▸ Problems
- A) Answer these questions from the text on Vincent van Gogh's family and faith below:
(i) What was the name of Vincent van Gogh's mother?
(ii) At which gallery, and in which city, did he earn more than his father?
(iii) Whose unrequited love led to his breakdown?
- B) Extend the text on Vincent van Gogh's family and faith below, picking up after its final sentence.

▸ Text block
>> Begin

When it comes to great artists, people are always looking for the sources of their inspiration. People will often turn to their backstories in order to spot something in their formative years which might have contributed to the astounding abilities that they developed later in life. Looking at the parents and other early influences makes sense, and it seems that Vincent van Gogh's character was shaped by both of them in an interesting way.

 Vincent van Gogh's parents were interestingly mismatched. His father was the sort of self-denying, unemotional minister that people often think about when they imagine the grim religious folk of history. Vincent van Gogh's mother, Anna Cornelia Carbentus, was the passionate artist of the family. She favored landscapes and watercolors, and her son modeled her behavior and her particular artistic tastes in all likelihood. However, he was a somewhat reserved and thoughtful individual in many situations, quite like his father. In other situations, he could be as turbulent and passionate as his mother. He even ended up taking on both of their interests at different points during his life.

 It seems that Vincent van Gogh was inspired by both parents, and that art and religion had a huge influence on his family in general. Vincent van Gogh was a very religious young man, but he was also very artistic as a young man. Both of these areas were huge parts of his life, but he never managed to find a proper synthesis between them as an adult.

 Some deeply religious artists will specifically use the beauty of their artwork to glorify God or give tributes to whatever spirituality they subscribe to in order to externalize their faith. Vincent van Gogh's artwork was primarily secular. He did indeed aspire to be a priest. However, Vincent van Gogh appeared to have been happier in the art world than he ever was in the world of religious faith. When Vincent van Gogh worked at the Groupil Gallery in London, he was earning more than his father. Retrospectives on his life seem to indicate that this was one of the happiest parts of his life, even though it was very brief.

 Vincent van Gogh's unrequited love for Eugenie Loyer caused him to suffer from a breakdown and return to a more religious way of life. He soon turned to obsessively reading the Bible and denouncing the art at his work until he was fired from the gallery. His religious reawakening led him to become a preacher and Methodist boys' school teacher, but he never ended up going to the School of Theology in Amsterdam, partly out of a disagreement with the Latin language requirement. Vincent van Gogh worked as a missionary after that, but the evangelical committees found his way of living off-putting enough that he was forced to leave that stage of his life behind. It is interesting to contemplate what would have happened if Vincent van Gogh had simply stayed a missionary.

>> End

▸ Supplied information
>> Begin

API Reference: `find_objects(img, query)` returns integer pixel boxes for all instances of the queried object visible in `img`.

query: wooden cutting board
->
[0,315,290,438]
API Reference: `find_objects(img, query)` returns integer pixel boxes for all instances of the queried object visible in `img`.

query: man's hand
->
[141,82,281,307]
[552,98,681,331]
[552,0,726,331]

>> End
>> Begin

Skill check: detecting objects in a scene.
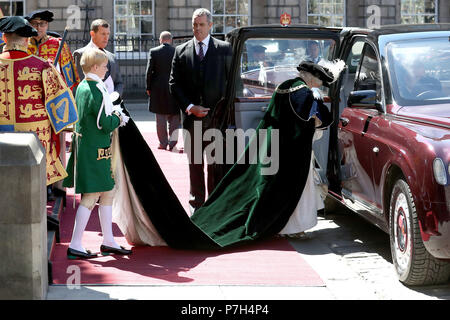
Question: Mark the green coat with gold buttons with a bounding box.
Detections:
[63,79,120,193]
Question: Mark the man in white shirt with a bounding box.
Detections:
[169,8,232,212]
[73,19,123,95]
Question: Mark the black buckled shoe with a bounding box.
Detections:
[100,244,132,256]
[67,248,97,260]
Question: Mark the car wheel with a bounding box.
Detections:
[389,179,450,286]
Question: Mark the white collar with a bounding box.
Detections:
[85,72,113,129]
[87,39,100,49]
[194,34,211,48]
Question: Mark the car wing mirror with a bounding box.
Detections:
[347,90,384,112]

>> End

▸ Results of the exercise
- A)
(i) Anna Cornelia Carbentus
(ii) The Groupil Gallery in London
(iii) Eugenie Loyer

- B)
 Vincent van Gogh officially became an artist in 1880, at the age of twenty-seven. The first painting retroactively declared a masterpiece that he ever created was 'Potato Eater,' and he created it in 1885. From then on, Vincent van Gogh became the dedicated and emotionally turbulent artist that history would never forget. Vincent van Gogh died at the age of thirty-seven in 1890. It is humbling to note that most of the brilliant work that Vincent van Gogh is known for was developed within a ten-year period, particularly during the last five years. He accomplished more in one decade than most people accomplish throughout their entire lives.

Vincent van Gogh and His Brother Theodore

 The most important personal relationship that Vincent van Gogh had throughout his life was probably with his younger brother Theodore. In fact, a good portion of what is known about van Gogh today has been filtered through this particular relationship, since it is based on the letters that these two men wrote to each other throughout their lives.

 It should be noted that van Gogh and Theo seem to have had a loving, albeit complicated relationship. Theo was generally in a better position financially than his brother Vincent, and he was the more emotionally stable of the two, which gave him a degree of power in their relationship. The fact that Vincent van Gogh wrote an astonishing six hundred letters to Theo, and Theo only wrote forty letters to his brother manages to speak volumes about their relationship wordlessly. Vincent would show up at his brother's house without an invitation, and he would test Theo's patience throughout their relationship.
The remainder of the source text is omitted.